Pick out every line in the material below that contains the word "mountain", and copy each one.

>> start

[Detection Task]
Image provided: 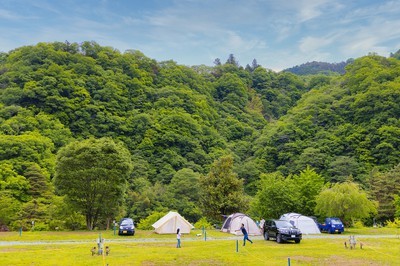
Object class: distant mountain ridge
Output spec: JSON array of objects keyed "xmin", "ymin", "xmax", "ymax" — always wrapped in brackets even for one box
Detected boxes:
[{"xmin": 283, "ymin": 59, "xmax": 354, "ymax": 75}]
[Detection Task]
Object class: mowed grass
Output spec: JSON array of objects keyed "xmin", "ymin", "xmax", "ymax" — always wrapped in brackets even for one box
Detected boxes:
[{"xmin": 0, "ymin": 229, "xmax": 400, "ymax": 266}]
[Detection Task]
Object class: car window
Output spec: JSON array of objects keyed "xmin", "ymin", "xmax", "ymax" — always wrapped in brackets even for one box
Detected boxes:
[
  {"xmin": 276, "ymin": 221, "xmax": 293, "ymax": 228},
  {"xmin": 121, "ymin": 220, "xmax": 133, "ymax": 225}
]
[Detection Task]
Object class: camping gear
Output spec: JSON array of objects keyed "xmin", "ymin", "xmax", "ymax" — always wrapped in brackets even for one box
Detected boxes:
[
  {"xmin": 221, "ymin": 213, "xmax": 261, "ymax": 236},
  {"xmin": 152, "ymin": 212, "xmax": 194, "ymax": 234},
  {"xmin": 280, "ymin": 213, "xmax": 321, "ymax": 234}
]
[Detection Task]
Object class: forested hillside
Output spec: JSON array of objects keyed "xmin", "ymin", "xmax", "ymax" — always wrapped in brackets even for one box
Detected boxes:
[
  {"xmin": 0, "ymin": 42, "xmax": 400, "ymax": 229},
  {"xmin": 284, "ymin": 59, "xmax": 353, "ymax": 75}
]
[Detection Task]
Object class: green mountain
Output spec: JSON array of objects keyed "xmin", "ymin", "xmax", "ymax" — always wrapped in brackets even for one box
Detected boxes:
[
  {"xmin": 283, "ymin": 59, "xmax": 354, "ymax": 75},
  {"xmin": 0, "ymin": 42, "xmax": 400, "ymax": 228}
]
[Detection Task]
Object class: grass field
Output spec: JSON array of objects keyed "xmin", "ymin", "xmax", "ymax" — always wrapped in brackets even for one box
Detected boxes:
[{"xmin": 0, "ymin": 228, "xmax": 400, "ymax": 266}]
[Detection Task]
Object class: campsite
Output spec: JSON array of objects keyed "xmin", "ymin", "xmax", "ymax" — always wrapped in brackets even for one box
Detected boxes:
[{"xmin": 0, "ymin": 228, "xmax": 400, "ymax": 265}]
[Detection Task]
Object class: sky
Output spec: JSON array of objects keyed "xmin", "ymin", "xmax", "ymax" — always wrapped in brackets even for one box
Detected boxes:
[{"xmin": 0, "ymin": 0, "xmax": 400, "ymax": 71}]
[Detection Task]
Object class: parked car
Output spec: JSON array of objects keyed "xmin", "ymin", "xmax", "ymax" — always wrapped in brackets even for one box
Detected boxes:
[
  {"xmin": 263, "ymin": 220, "xmax": 303, "ymax": 243},
  {"xmin": 318, "ymin": 217, "xmax": 344, "ymax": 234},
  {"xmin": 118, "ymin": 218, "xmax": 135, "ymax": 236}
]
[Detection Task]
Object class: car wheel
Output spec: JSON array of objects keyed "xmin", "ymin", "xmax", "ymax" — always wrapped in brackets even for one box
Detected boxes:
[{"xmin": 276, "ymin": 234, "xmax": 282, "ymax": 243}]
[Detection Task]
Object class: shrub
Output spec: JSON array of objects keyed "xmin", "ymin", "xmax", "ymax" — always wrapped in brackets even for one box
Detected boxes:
[
  {"xmin": 386, "ymin": 218, "xmax": 400, "ymax": 228},
  {"xmin": 353, "ymin": 220, "xmax": 364, "ymax": 228}
]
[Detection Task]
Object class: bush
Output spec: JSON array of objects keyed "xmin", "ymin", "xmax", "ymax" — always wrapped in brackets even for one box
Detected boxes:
[
  {"xmin": 138, "ymin": 212, "xmax": 166, "ymax": 230},
  {"xmin": 194, "ymin": 217, "xmax": 214, "ymax": 229},
  {"xmin": 353, "ymin": 220, "xmax": 364, "ymax": 228},
  {"xmin": 386, "ymin": 218, "xmax": 400, "ymax": 228}
]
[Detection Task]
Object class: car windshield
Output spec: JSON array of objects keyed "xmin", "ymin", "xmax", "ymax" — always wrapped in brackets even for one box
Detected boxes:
[
  {"xmin": 121, "ymin": 220, "xmax": 133, "ymax": 225},
  {"xmin": 331, "ymin": 219, "xmax": 342, "ymax": 224},
  {"xmin": 275, "ymin": 221, "xmax": 294, "ymax": 228}
]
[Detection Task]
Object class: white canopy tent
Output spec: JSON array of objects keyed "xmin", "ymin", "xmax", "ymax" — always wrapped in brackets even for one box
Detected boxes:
[
  {"xmin": 152, "ymin": 212, "xmax": 193, "ymax": 234},
  {"xmin": 221, "ymin": 213, "xmax": 261, "ymax": 235},
  {"xmin": 280, "ymin": 213, "xmax": 321, "ymax": 234}
]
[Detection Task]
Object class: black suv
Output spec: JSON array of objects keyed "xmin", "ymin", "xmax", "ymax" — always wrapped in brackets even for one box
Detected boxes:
[{"xmin": 263, "ymin": 220, "xmax": 302, "ymax": 243}]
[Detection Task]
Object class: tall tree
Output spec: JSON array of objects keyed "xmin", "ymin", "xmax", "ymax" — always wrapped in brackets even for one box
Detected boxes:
[
  {"xmin": 293, "ymin": 166, "xmax": 324, "ymax": 215},
  {"xmin": 370, "ymin": 164, "xmax": 400, "ymax": 222},
  {"xmin": 54, "ymin": 138, "xmax": 132, "ymax": 230},
  {"xmin": 200, "ymin": 156, "xmax": 248, "ymax": 221}
]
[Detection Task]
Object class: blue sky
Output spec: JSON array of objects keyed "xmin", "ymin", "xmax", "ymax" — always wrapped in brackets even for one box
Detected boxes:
[{"xmin": 0, "ymin": 0, "xmax": 400, "ymax": 71}]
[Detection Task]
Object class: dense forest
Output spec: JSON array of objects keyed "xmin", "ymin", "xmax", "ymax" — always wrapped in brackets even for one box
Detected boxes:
[
  {"xmin": 0, "ymin": 42, "xmax": 400, "ymax": 230},
  {"xmin": 284, "ymin": 59, "xmax": 354, "ymax": 75}
]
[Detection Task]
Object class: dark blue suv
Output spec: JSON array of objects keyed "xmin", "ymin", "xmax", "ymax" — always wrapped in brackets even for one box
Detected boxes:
[{"xmin": 118, "ymin": 218, "xmax": 135, "ymax": 236}]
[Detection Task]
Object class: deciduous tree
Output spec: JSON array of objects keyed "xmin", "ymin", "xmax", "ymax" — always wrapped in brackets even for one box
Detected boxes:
[{"xmin": 54, "ymin": 138, "xmax": 132, "ymax": 230}]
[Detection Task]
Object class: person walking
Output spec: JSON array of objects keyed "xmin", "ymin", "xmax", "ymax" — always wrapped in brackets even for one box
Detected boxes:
[
  {"xmin": 236, "ymin": 224, "xmax": 253, "ymax": 246},
  {"xmin": 176, "ymin": 228, "xmax": 181, "ymax": 248}
]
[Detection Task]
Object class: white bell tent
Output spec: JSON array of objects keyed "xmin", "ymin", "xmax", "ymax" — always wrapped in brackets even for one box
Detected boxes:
[{"xmin": 152, "ymin": 212, "xmax": 193, "ymax": 234}]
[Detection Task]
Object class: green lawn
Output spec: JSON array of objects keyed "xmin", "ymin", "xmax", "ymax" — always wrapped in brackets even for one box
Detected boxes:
[{"xmin": 0, "ymin": 228, "xmax": 400, "ymax": 265}]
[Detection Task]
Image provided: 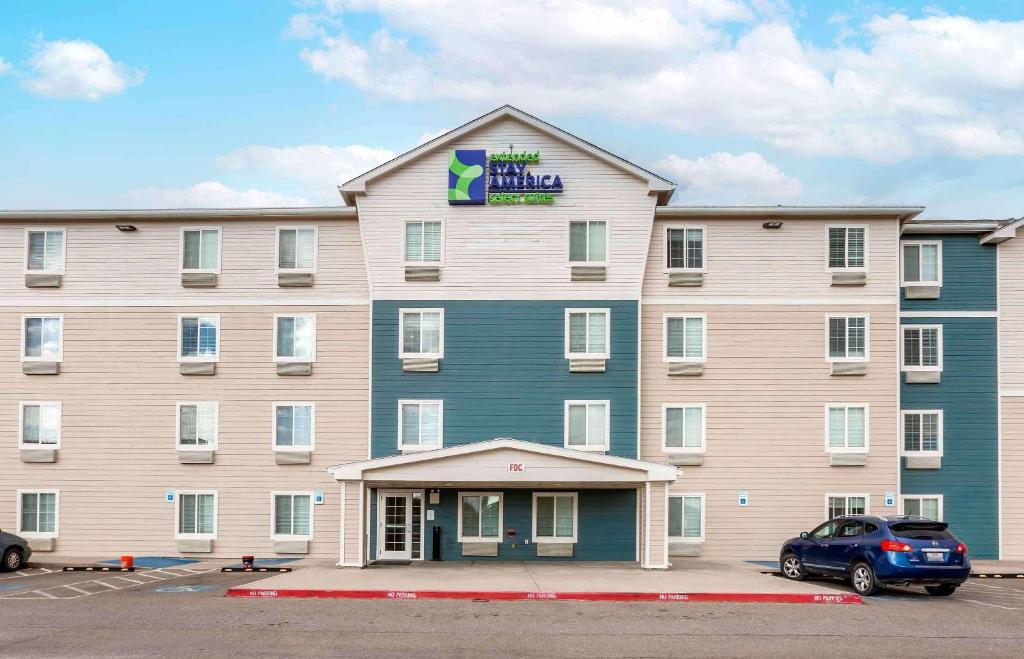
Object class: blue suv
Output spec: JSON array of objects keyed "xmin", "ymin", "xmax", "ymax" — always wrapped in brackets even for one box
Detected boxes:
[{"xmin": 779, "ymin": 515, "xmax": 971, "ymax": 596}]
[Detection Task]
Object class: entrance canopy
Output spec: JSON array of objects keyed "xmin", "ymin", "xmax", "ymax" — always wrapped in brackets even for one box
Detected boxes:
[{"xmin": 328, "ymin": 439, "xmax": 679, "ymax": 487}]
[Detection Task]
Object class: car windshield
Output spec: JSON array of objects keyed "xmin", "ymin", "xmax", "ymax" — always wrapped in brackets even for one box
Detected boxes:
[{"xmin": 889, "ymin": 522, "xmax": 953, "ymax": 540}]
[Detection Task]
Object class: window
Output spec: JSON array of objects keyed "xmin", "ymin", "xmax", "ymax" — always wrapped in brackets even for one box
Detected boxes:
[
  {"xmin": 665, "ymin": 226, "xmax": 707, "ymax": 272},
  {"xmin": 22, "ymin": 313, "xmax": 63, "ymax": 361},
  {"xmin": 903, "ymin": 409, "xmax": 942, "ymax": 455},
  {"xmin": 273, "ymin": 314, "xmax": 316, "ymax": 361},
  {"xmin": 662, "ymin": 404, "xmax": 707, "ymax": 452},
  {"xmin": 900, "ymin": 494, "xmax": 942, "ymax": 522},
  {"xmin": 19, "ymin": 402, "xmax": 60, "ymax": 448},
  {"xmin": 398, "ymin": 309, "xmax": 444, "ymax": 359},
  {"xmin": 273, "ymin": 403, "xmax": 316, "ymax": 451},
  {"xmin": 459, "ymin": 492, "xmax": 502, "ymax": 542},
  {"xmin": 178, "ymin": 315, "xmax": 220, "ymax": 361},
  {"xmin": 177, "ymin": 402, "xmax": 219, "ymax": 449},
  {"xmin": 534, "ymin": 492, "xmax": 579, "ymax": 542},
  {"xmin": 17, "ymin": 490, "xmax": 60, "ymax": 538},
  {"xmin": 825, "ymin": 403, "xmax": 868, "ymax": 453},
  {"xmin": 903, "ymin": 325, "xmax": 942, "ymax": 370},
  {"xmin": 665, "ymin": 314, "xmax": 708, "ymax": 361},
  {"xmin": 669, "ymin": 494, "xmax": 703, "ymax": 542},
  {"xmin": 827, "ymin": 316, "xmax": 868, "ymax": 361},
  {"xmin": 270, "ymin": 492, "xmax": 313, "ymax": 540},
  {"xmin": 406, "ymin": 220, "xmax": 444, "ymax": 263},
  {"xmin": 181, "ymin": 227, "xmax": 220, "ymax": 272},
  {"xmin": 825, "ymin": 494, "xmax": 868, "ymax": 519},
  {"xmin": 278, "ymin": 226, "xmax": 316, "ymax": 272},
  {"xmin": 565, "ymin": 309, "xmax": 611, "ymax": 359},
  {"xmin": 902, "ymin": 240, "xmax": 942, "ymax": 287},
  {"xmin": 174, "ymin": 490, "xmax": 217, "ymax": 540},
  {"xmin": 398, "ymin": 400, "xmax": 444, "ymax": 451},
  {"xmin": 569, "ymin": 220, "xmax": 608, "ymax": 264},
  {"xmin": 25, "ymin": 229, "xmax": 65, "ymax": 274},
  {"xmin": 828, "ymin": 226, "xmax": 867, "ymax": 270},
  {"xmin": 565, "ymin": 400, "xmax": 609, "ymax": 451}
]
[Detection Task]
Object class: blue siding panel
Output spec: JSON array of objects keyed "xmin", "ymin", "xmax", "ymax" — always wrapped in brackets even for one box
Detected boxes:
[{"xmin": 372, "ymin": 300, "xmax": 637, "ymax": 457}]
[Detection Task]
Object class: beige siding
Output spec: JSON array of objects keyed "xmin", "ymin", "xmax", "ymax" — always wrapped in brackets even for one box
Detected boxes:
[
  {"xmin": 0, "ymin": 220, "xmax": 369, "ymax": 304},
  {"xmin": 357, "ymin": 119, "xmax": 654, "ymax": 300},
  {"xmin": 999, "ymin": 399, "xmax": 1024, "ymax": 561},
  {"xmin": 643, "ymin": 218, "xmax": 899, "ymax": 304},
  {"xmin": 0, "ymin": 305, "xmax": 369, "ymax": 560},
  {"xmin": 641, "ymin": 305, "xmax": 898, "ymax": 559}
]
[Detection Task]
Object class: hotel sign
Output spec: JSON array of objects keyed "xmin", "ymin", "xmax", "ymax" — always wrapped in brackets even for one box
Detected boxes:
[{"xmin": 449, "ymin": 148, "xmax": 564, "ymax": 206}]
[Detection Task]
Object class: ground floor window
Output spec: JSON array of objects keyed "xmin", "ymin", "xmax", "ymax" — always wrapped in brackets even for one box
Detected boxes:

>> end

**FINISHED ANSWER:**
Object class: distant mountain ridge
Object class: green mountain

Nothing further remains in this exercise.